■ DATA SUPPLIED ■
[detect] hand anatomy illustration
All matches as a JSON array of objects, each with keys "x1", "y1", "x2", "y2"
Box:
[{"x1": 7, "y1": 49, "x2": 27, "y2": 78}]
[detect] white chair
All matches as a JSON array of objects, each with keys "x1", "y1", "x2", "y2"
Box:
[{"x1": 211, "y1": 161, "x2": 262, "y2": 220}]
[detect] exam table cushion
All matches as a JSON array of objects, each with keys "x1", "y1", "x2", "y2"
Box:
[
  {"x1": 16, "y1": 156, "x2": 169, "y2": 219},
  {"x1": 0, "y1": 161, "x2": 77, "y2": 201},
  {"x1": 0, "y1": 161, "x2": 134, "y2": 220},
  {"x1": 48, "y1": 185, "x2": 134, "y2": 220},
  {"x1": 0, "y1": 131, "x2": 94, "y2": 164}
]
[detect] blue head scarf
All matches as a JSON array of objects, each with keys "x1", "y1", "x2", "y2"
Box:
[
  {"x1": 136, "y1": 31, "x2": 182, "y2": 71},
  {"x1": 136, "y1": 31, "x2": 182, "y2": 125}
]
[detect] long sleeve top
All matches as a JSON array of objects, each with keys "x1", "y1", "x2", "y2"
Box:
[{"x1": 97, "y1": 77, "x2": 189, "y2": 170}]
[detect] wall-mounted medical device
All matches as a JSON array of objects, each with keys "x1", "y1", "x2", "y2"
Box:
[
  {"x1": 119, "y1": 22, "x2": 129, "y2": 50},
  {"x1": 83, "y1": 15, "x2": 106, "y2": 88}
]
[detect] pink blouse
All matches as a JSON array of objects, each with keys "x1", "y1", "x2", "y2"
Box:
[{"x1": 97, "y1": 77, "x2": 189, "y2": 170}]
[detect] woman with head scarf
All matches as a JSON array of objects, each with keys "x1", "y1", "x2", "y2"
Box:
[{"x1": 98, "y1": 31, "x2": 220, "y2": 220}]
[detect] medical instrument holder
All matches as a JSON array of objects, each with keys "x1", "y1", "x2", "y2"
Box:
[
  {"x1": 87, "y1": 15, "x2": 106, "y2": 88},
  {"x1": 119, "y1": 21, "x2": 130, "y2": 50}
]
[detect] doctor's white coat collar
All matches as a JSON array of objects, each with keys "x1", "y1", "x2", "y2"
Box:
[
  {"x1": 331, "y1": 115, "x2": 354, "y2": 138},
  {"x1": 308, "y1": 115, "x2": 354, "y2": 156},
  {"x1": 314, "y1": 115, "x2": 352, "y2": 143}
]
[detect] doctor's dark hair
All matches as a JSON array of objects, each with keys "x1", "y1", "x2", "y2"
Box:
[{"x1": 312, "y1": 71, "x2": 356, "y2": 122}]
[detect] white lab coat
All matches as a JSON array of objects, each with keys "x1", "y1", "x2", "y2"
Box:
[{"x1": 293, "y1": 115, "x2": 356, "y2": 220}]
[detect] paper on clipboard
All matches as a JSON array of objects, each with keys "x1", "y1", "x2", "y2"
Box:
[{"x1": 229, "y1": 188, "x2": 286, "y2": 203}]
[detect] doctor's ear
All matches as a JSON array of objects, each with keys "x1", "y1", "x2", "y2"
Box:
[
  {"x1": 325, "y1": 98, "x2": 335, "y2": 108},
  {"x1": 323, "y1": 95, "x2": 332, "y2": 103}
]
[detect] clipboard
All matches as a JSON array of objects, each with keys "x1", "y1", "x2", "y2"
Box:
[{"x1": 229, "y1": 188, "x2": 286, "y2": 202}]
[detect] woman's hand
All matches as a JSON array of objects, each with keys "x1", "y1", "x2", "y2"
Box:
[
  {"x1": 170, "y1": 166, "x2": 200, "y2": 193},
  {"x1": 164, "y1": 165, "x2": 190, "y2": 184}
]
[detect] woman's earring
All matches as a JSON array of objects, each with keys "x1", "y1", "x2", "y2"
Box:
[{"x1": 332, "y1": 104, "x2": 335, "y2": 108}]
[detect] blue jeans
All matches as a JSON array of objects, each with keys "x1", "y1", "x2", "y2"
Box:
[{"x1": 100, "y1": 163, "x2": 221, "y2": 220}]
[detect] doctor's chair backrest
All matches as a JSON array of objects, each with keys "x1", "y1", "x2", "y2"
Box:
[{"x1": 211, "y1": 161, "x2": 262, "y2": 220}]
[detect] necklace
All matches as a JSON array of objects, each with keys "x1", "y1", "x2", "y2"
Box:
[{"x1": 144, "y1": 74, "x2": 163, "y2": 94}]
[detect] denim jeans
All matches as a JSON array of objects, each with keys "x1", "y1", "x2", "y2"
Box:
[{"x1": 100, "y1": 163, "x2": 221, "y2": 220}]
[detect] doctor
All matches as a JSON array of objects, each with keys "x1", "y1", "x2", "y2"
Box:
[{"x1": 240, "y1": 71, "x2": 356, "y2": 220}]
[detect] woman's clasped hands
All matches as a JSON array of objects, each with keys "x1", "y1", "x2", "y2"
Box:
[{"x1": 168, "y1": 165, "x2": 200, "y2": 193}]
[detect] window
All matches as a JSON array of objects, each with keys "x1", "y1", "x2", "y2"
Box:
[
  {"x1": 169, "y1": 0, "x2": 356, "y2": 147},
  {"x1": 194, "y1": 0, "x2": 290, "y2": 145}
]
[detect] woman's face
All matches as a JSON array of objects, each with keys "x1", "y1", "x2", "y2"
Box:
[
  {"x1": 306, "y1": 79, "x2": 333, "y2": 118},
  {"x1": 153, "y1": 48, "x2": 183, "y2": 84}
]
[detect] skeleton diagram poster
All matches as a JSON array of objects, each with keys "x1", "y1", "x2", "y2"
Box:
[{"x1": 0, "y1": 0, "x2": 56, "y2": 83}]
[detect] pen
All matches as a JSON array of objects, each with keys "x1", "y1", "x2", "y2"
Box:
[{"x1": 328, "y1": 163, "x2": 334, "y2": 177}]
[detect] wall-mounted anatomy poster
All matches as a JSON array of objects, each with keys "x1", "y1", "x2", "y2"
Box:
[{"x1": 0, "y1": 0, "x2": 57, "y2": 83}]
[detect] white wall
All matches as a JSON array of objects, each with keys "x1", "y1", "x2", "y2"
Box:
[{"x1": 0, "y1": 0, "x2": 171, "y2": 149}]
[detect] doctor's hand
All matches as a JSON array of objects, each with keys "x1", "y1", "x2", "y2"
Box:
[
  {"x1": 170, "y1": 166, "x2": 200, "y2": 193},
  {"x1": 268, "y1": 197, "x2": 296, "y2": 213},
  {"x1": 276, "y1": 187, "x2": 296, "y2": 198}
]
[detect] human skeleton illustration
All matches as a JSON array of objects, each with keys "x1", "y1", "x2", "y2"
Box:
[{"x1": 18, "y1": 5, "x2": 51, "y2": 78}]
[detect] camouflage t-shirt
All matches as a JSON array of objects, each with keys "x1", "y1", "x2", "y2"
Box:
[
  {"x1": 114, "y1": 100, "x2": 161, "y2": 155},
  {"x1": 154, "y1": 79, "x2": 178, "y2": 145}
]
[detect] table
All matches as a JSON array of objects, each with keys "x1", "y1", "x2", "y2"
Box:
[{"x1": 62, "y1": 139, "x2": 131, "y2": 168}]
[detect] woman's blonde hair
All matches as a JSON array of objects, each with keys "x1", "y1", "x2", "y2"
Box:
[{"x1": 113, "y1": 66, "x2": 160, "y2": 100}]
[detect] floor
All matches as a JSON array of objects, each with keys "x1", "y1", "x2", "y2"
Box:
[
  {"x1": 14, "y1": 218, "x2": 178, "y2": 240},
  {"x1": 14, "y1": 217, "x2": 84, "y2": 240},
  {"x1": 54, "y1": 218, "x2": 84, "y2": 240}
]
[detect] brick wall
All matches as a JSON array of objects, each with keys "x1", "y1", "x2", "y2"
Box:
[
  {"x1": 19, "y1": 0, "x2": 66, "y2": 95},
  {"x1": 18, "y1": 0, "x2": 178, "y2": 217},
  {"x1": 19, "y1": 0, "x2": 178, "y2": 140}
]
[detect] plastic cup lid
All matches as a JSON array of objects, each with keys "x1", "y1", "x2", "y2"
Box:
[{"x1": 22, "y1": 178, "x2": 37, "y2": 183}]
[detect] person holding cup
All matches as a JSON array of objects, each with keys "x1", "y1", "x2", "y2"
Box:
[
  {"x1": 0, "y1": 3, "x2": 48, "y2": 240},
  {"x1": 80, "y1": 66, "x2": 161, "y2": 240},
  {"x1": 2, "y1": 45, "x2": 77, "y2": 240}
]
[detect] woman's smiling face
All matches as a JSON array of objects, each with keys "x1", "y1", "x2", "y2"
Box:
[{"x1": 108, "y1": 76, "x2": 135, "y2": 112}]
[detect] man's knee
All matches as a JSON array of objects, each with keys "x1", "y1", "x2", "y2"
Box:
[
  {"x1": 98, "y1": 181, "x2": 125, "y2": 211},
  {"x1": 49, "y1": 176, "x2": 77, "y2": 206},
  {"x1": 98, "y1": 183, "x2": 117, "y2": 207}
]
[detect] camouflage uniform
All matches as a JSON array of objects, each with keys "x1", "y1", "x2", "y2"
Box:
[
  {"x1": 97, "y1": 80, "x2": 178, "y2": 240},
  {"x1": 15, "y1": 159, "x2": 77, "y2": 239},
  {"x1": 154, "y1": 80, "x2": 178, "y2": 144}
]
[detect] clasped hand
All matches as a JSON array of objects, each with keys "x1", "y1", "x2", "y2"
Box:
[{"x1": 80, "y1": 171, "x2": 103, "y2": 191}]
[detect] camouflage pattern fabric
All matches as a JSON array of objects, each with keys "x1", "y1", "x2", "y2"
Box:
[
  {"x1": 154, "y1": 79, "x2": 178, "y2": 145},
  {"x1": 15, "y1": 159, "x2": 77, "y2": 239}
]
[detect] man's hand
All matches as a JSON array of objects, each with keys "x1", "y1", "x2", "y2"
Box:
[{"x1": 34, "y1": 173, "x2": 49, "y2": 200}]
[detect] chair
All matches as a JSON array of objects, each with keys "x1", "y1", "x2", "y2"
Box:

■ PROBLEM STATEMENT ■
All lines above that hold the string "head" should be copied.

■ RESULT FOR THIS TASK ■
[detect] blue head scarf
[detect] woman with head scarf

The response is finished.